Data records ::
# # # # #

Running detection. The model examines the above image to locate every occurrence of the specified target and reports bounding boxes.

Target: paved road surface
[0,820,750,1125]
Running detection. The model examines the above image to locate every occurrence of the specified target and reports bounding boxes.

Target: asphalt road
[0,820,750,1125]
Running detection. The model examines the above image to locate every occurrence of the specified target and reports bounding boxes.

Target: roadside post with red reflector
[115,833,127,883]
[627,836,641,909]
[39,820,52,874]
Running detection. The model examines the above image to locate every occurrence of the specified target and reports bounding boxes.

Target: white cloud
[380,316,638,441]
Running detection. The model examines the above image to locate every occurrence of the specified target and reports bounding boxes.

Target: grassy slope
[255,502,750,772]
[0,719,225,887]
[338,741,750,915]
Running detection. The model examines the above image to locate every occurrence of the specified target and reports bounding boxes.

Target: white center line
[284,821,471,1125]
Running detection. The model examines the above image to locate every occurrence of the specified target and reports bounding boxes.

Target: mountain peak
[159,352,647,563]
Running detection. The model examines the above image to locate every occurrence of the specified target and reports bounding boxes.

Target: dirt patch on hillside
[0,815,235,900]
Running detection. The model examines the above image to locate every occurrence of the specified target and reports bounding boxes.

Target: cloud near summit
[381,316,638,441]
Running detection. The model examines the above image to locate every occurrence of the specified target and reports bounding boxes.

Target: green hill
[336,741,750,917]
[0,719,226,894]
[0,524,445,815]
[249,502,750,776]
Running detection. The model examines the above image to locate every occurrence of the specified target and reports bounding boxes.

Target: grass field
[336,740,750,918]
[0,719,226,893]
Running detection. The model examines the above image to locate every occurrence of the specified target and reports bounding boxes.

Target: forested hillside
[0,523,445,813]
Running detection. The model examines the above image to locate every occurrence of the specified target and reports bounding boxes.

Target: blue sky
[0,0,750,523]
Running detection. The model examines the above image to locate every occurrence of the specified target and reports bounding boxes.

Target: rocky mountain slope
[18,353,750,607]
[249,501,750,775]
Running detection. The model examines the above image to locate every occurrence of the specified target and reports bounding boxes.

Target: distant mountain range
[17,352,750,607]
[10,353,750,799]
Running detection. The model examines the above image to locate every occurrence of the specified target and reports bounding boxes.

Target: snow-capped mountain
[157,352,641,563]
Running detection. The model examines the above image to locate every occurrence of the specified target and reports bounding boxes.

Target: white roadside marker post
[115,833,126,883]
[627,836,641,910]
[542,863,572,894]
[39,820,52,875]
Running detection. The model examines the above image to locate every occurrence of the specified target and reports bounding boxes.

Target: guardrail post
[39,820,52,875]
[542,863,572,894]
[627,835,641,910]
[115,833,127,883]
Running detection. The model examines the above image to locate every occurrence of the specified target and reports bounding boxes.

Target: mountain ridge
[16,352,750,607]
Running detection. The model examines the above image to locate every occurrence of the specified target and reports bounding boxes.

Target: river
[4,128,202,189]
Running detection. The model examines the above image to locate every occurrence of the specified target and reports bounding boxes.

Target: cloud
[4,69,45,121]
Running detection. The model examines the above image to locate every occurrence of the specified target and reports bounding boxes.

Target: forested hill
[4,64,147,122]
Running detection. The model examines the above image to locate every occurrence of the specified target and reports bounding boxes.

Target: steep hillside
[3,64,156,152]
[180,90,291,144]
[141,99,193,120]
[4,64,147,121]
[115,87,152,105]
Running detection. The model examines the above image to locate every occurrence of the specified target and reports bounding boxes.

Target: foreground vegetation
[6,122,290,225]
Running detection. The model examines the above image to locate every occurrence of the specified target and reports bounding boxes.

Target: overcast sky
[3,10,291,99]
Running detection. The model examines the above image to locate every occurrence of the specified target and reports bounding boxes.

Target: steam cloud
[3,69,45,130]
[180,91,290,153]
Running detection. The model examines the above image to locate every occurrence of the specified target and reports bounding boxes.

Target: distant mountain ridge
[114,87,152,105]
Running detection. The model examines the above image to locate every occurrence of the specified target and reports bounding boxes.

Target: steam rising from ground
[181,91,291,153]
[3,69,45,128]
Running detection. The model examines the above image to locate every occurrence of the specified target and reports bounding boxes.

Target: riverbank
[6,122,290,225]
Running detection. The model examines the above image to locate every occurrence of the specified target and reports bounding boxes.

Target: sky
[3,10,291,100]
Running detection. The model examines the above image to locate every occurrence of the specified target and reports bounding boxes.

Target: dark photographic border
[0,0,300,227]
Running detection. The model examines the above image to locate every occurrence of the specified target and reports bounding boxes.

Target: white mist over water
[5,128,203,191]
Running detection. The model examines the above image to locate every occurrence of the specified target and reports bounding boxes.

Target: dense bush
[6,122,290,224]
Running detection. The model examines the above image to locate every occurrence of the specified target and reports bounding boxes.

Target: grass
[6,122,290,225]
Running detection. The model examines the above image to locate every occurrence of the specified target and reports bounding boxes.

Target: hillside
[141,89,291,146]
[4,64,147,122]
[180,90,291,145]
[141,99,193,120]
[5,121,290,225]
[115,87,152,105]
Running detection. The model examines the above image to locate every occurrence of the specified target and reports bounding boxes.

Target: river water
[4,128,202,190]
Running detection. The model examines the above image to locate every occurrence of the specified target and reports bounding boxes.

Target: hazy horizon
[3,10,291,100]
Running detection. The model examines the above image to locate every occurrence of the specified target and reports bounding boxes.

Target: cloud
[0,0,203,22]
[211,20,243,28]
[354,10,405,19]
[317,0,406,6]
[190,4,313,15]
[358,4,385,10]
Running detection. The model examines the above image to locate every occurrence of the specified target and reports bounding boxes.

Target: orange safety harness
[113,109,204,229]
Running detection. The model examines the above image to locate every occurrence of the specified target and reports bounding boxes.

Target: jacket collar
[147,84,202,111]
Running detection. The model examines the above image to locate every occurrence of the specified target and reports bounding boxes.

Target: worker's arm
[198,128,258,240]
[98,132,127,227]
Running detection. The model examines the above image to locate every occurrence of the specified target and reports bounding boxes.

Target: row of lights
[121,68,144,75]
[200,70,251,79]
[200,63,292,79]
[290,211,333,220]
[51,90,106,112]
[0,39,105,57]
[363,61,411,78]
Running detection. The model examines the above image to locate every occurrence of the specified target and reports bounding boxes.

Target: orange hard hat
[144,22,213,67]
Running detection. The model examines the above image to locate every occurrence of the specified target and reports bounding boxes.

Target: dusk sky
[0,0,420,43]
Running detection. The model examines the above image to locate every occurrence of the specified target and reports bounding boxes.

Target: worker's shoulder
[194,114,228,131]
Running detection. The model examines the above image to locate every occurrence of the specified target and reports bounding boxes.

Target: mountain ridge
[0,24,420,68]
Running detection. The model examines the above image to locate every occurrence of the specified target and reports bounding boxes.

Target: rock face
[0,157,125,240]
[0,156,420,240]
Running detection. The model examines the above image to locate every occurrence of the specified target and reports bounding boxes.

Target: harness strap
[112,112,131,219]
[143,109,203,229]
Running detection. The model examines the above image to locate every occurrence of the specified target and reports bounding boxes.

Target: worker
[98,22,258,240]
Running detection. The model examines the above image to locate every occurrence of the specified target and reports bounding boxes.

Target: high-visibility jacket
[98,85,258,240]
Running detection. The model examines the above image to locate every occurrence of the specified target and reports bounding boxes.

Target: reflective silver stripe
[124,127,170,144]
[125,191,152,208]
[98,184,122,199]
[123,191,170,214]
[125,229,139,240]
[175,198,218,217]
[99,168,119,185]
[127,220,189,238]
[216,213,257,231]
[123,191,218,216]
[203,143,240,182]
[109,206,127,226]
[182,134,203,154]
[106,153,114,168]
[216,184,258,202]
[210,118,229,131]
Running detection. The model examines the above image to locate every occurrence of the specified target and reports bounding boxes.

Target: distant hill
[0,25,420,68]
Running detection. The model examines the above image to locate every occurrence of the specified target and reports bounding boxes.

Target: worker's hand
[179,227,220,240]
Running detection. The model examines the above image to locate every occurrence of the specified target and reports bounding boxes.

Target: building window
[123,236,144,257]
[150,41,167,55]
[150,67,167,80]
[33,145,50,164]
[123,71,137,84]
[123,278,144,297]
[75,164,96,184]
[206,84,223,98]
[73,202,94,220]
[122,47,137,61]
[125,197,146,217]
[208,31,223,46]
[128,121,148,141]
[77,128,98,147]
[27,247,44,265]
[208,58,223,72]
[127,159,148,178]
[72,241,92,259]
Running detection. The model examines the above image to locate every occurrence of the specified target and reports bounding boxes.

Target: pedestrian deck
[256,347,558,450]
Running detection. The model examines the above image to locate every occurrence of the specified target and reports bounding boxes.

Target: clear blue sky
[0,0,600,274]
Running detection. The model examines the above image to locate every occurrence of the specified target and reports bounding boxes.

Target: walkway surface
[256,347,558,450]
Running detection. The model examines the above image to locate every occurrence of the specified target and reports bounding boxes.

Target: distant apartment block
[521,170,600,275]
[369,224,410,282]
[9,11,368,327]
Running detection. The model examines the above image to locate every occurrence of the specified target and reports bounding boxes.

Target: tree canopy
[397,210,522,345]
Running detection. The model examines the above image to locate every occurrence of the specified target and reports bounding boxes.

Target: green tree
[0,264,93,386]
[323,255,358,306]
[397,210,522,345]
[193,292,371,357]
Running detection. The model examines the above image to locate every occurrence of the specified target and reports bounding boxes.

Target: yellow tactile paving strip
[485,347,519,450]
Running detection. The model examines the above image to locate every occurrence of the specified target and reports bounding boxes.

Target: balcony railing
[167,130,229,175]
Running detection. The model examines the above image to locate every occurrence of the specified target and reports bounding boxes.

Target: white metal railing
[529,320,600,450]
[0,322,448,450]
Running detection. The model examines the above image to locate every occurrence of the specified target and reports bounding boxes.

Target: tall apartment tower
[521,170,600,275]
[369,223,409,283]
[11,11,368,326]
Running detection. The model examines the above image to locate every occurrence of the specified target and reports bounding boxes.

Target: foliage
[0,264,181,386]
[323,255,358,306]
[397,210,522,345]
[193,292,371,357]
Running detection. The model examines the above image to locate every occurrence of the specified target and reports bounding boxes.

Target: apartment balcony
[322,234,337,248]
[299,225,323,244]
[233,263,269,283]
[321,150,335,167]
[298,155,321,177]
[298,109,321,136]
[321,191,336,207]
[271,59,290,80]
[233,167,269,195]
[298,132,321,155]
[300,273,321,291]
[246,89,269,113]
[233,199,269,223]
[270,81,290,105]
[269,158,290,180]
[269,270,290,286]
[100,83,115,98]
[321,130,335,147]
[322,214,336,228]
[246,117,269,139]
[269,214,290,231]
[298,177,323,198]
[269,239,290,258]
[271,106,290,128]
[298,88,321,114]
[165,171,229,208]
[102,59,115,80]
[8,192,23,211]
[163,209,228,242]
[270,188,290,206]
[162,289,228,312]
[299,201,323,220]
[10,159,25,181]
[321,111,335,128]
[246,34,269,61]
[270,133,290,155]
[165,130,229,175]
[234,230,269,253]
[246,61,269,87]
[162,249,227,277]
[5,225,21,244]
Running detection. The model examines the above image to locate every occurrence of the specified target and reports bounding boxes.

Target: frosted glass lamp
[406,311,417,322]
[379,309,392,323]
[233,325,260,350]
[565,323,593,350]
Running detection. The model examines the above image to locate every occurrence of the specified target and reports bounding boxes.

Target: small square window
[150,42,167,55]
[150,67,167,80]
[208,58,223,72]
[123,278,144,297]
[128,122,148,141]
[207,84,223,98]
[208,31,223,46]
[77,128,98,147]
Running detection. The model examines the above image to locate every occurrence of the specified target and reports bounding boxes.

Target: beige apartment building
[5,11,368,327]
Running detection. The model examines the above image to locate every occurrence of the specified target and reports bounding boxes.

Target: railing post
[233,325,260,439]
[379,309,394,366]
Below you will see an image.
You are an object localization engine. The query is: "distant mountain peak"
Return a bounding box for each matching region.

# # # # #

REQUIRED WORK :: Reproduce the records above word for word, beginning at their first line and stopping after the line that contains "[159,352,647,563]".

COMPLETE ANSWER ::
Running detection. The model examines the above image to locate every occurrence of the specified target and reports bounding boxes.

Target: paved road surface
[0,820,750,1125]
Running detection. The model examines the above image to locate every occurrence of the specified target and reports bounding boxes.

Target: asphalt road
[0,820,750,1125]
Running detection. The model examines the above image to locate every occurrence of the specified target and reports bounding boxes.

Target: roadside post with red reflector
[115,833,127,883]
[627,836,641,909]
[39,820,52,874]
Running detection. The model examines the above image to locate every occurrence of the specified target and reports bounding boxes.

Target: white cloud
[380,316,638,441]
Running detection. The model examines the above image to locate every occurrence of the specified target and reports bounding boxes.

Target: grassy slope
[255,502,750,772]
[0,719,225,887]
[338,741,750,915]
Running detection. The model examines the above image to locate every occurrence of the specified target and reports bounding boxes.

Target: white center line
[284,821,471,1125]
Running detection. The model examines the above image to locate every occurrence of the specified target and reports bounding boxes.

Target: mountain peak
[159,352,647,563]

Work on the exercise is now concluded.